(AIM 1)
Copy every row of the rows below that holds the word "shoulder". Case counts.

─── DOCUMENT SEGMENT

RFR 8012371: Adjust Tiered compile threshold according to available space in codecache

Vladimir Kozlov vladimir.kozlov at oracle.com
Wed May 15 09:04:15 PDT 2013

Thanks, Albert

Move CodeCache::reverse_free_ratio() under first condition to execute only when needed.
Put parenthesis around (a == b).
The comment is too complex, I think. How about this:

    // Increase C1 compile threshold when the code cache is filled more
    // than specified by IncreaseFirstTierCompileThresholdAt percentage.
    // The main intention is to keep enough free space for C2 compiled code
    // to achieve peak performance if the code cache is under stress.
    if ((TieredStopAtLevel == CompLevel_full_optimization) && (level != CompLevel_full_optimization))  {
      double current_reverse_free_ratio = CodeCache::reverse_free_ratio();
      if (current_reverse_free_ratio > _increase_threshold_at_ratio) {


On 5/15/13 6:33 AM, Albert Noll wrote:
> Hi all,
> thank you very much for your feedback and advice. I made the changes
> as proposed by Vladimir and Igor. Please see the webrev:
> http://cr.openjdk.java.net/~anoll/8012371/webrev.01/ <http://cr.openjdk.java.net/%7Eanoll/8012371/webrev.01/>
> Also, I attached a spread sheet that contains the performance
> evaluation for the proposed changes.

──────
─── DATASET

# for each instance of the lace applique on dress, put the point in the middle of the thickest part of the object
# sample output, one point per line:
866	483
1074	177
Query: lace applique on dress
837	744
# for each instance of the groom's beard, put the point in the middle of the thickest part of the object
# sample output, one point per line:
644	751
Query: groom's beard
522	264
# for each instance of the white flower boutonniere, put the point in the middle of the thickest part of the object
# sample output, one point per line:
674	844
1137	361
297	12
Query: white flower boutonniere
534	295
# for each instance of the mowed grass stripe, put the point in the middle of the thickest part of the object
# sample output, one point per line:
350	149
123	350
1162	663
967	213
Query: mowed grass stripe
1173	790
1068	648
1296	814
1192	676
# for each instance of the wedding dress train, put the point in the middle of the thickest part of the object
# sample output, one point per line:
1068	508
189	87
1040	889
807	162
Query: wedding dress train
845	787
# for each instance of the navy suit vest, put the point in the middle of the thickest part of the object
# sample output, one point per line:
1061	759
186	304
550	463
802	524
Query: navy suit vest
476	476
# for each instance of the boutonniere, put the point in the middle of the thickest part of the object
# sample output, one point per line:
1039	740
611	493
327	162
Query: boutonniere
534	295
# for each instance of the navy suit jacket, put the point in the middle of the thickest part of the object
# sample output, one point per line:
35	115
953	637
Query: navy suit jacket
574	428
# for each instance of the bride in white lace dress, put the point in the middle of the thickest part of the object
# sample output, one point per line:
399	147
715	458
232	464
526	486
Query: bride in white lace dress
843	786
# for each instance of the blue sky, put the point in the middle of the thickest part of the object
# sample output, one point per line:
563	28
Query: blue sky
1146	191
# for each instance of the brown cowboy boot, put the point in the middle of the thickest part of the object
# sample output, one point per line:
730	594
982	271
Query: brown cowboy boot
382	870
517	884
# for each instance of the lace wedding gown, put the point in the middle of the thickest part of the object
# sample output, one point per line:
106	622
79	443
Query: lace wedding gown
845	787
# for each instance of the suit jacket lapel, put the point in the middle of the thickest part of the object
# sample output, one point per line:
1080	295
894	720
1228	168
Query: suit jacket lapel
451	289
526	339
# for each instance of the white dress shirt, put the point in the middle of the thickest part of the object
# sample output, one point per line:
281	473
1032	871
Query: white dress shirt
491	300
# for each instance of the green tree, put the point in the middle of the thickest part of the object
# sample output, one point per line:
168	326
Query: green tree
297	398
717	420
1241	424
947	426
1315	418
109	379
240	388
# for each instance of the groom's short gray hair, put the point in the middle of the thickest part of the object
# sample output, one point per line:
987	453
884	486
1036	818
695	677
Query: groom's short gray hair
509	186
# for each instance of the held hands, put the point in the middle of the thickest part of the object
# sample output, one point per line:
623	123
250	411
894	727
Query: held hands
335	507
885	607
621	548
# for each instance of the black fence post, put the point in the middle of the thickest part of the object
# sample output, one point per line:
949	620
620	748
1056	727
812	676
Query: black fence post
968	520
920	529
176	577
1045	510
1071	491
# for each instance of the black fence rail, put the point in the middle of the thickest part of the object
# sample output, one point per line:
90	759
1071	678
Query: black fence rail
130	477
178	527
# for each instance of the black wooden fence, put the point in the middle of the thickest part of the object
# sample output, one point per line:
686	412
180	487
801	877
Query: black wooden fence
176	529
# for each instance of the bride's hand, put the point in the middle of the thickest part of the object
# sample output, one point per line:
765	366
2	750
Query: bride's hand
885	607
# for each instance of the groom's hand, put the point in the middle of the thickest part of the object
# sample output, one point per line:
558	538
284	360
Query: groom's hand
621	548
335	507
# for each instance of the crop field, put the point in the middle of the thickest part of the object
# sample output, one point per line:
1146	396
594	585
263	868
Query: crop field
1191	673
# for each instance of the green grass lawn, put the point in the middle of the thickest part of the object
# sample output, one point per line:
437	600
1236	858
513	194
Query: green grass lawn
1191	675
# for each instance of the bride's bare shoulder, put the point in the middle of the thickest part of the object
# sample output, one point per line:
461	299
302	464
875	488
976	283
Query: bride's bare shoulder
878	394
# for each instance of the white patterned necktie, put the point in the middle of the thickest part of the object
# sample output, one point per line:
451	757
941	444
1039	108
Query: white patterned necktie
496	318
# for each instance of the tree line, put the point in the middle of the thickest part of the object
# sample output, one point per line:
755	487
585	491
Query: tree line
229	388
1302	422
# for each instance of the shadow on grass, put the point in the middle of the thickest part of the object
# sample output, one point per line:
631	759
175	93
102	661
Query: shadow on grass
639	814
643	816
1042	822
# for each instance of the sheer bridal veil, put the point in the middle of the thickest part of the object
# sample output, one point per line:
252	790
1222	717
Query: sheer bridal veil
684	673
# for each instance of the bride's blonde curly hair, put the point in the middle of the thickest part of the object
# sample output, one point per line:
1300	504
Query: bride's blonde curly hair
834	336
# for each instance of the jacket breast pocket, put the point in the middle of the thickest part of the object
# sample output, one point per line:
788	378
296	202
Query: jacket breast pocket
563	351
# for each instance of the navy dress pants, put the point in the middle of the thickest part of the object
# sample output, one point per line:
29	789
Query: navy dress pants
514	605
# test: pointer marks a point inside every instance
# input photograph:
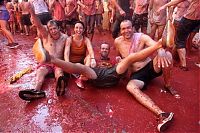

──────

(AIM 2)
Answer from the code cache review message:
(a) Which method does the reply say to move under the first condition?
(b) Whose proposed changes did Albert Noll make?
(c) What did Albert Noll attach besides pointing to the webrev?

(TASK RESPONSE 1)
# for each instance of the bride's bare shoulder, put the point in the middle of the thickest part of the object
Query: bride's bare shoulder

(TASK RESPONSE 2)
(a) CodeCache::reverse_free_ratio()
(b) Vladimir and Igor's
(c) A spreadsheet with the performance evaluation for the proposed changes